Source text:
BEGIN

Occupational therapy in the NDIS has grown and developed since the introduction of the National Disability Insurance Scheme in July 2016. Indeed, there are many benefits associated with have a government funded disability support scheme, ensuring that people who are disadvantaged or recovering from physical or mental injuries are provided with subsidised care that improves the quality of their life and their surrounding family members. Let’s consider several advantages of occupational therapy NDIS.


Mastering skills

A notable advantage of subsidising physiotherapy for disabled individuals is developing their daily living skills. Without such support services, some individuals would be left incapacitated and unable to care for themselves, ultimately dampening their quality of life and mental well-being. Occupational therapy ensures that individuals who may be severely disabled are provided with support that will help them become more independent, productive and happy throughout their daily lives. Such skills may include bathing, cooking, cleaning, dressing and other activities that help build autonomy and satisfaction.

For those coming back from a serious injury or mental hardships, occupational therapy and the NDIS could be pivotal in helping that person develop a positive and healthy outlook on life, despite difficult circumstances. Assistance can also be beneficial for older adults or seniors, particularly those afflicted with physical degeneration. Having a support therapist will be integral in improving their physical functioning and ability to be involved in their community.




Building emotional health

While there are physical advantages of seeking disability support services, there are clearly emotional and mental health benefits as well. Occupational therapy under the NDIS scheme means that those who seek assistance are able to seek psychological help and gain a healthier outlook on life. Indeed, depression is a serious consequence of physical and emotional impairments, so seeking assistance can be life-changing for those who need it most.


Reducing environmental barriers

One of the most painful disadvantages of disabilities is being unable to connect and engage with friends and family. This could be due to a physical or mental disadvantage.  Occupational therapy in the NDIS could be the difference in helping an individual see the positives of life and regain a sense of control throughout their day. Trying to regain a sense of independence is a key component of overriding any barriers that may prevent someone from enjoying their life and feeling included. Sometimes, it is more a mindset as opposed to an individual’s physical restrictions.

Likewise, because of more funding to occupational therapy under the NDIS, support physiotherapists can assist with home modifications and install assistive technology. This helps improve an individual’s quality of life at home, while encouraging participation and improving home relationships.


Relief for families

Caring for someone who is disabled can be hard work. However, it can also be very rewarding work because it makes a difference to not just one life but many lives. Occupational therapy in the NDIS means there are more therapists available to assist families who may be struggling with the strain of providing ongoing care. This resonates strongly with young families who may have children with disabilities, which can be very difficult since children are also trying to develop formative skills at this stage in their lives.


Recommendations for further treatment

Occupational therapy in the NDIS does not just mean that there are more available therapists and funding for disability support services. Indeed, therapists can also recommend further treatment and services for patients, particularly if someone has developed a disability over time, such as dementia or Parkinson’s disease. This means that there is a wide array of services and exercises available to individuals who require disability support, thereby improving their quality of life.

END

Work to complete: Reproduce the passage of the occupational therapy text verbatim, starting with "Caring for someone" and going on through "in their lives.".

Dataset excerpts:
BEGIN

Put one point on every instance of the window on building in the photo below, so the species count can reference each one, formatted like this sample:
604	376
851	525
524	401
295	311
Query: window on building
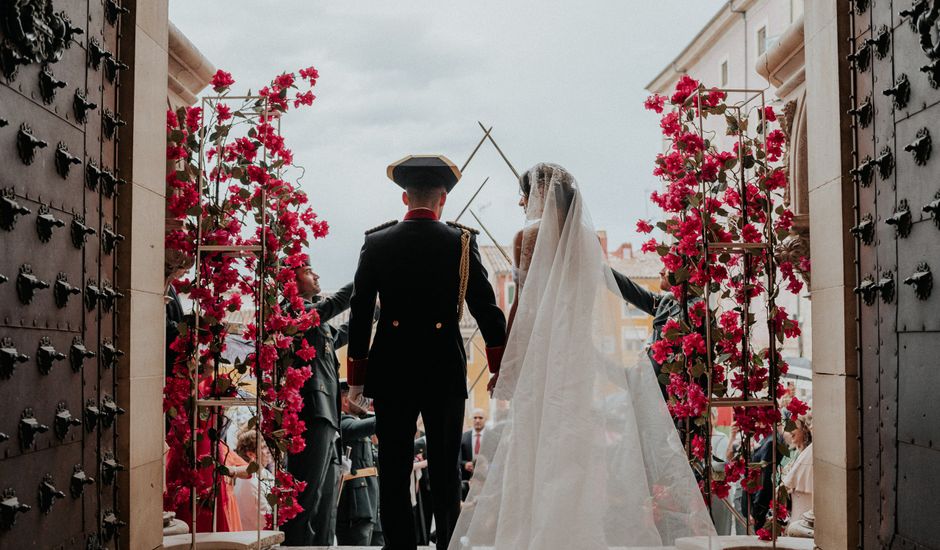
510	294
761	40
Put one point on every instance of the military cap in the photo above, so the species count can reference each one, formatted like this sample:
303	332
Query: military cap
422	170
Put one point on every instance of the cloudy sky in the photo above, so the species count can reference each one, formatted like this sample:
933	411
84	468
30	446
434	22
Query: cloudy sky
558	81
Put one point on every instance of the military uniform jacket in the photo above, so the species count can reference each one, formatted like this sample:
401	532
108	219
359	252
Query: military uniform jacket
413	267
360	497
321	391
661	306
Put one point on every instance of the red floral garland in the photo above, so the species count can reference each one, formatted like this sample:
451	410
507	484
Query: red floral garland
243	178
690	163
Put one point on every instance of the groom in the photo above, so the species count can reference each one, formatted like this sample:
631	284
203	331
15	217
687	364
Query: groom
422	271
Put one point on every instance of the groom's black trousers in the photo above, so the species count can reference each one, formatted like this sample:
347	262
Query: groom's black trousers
395	419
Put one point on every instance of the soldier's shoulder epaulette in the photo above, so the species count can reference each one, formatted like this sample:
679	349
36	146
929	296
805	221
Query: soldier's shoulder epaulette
381	227
463	227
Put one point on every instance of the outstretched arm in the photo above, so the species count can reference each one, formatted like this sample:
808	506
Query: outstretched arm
481	300
335	304
635	294
361	311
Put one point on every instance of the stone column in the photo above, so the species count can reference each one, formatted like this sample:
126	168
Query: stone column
831	199
141	329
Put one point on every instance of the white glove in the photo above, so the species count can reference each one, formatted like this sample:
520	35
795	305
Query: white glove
358	402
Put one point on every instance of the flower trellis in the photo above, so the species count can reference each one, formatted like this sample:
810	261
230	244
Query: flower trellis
724	217
246	227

END

Reply:
Caring for someone who is disabled can be hard work. However, it can also be very rewarding work because it makes a difference to not just one life but many lives. Occupational therapy in the NDIS means there are more therapists available to assist families who may be struggling with the strain of providing ongoing care. This resonates strongly with young families who may have children with disabilities, which can be very difficult since children are also trying to develop formative skills at this stage in their lives.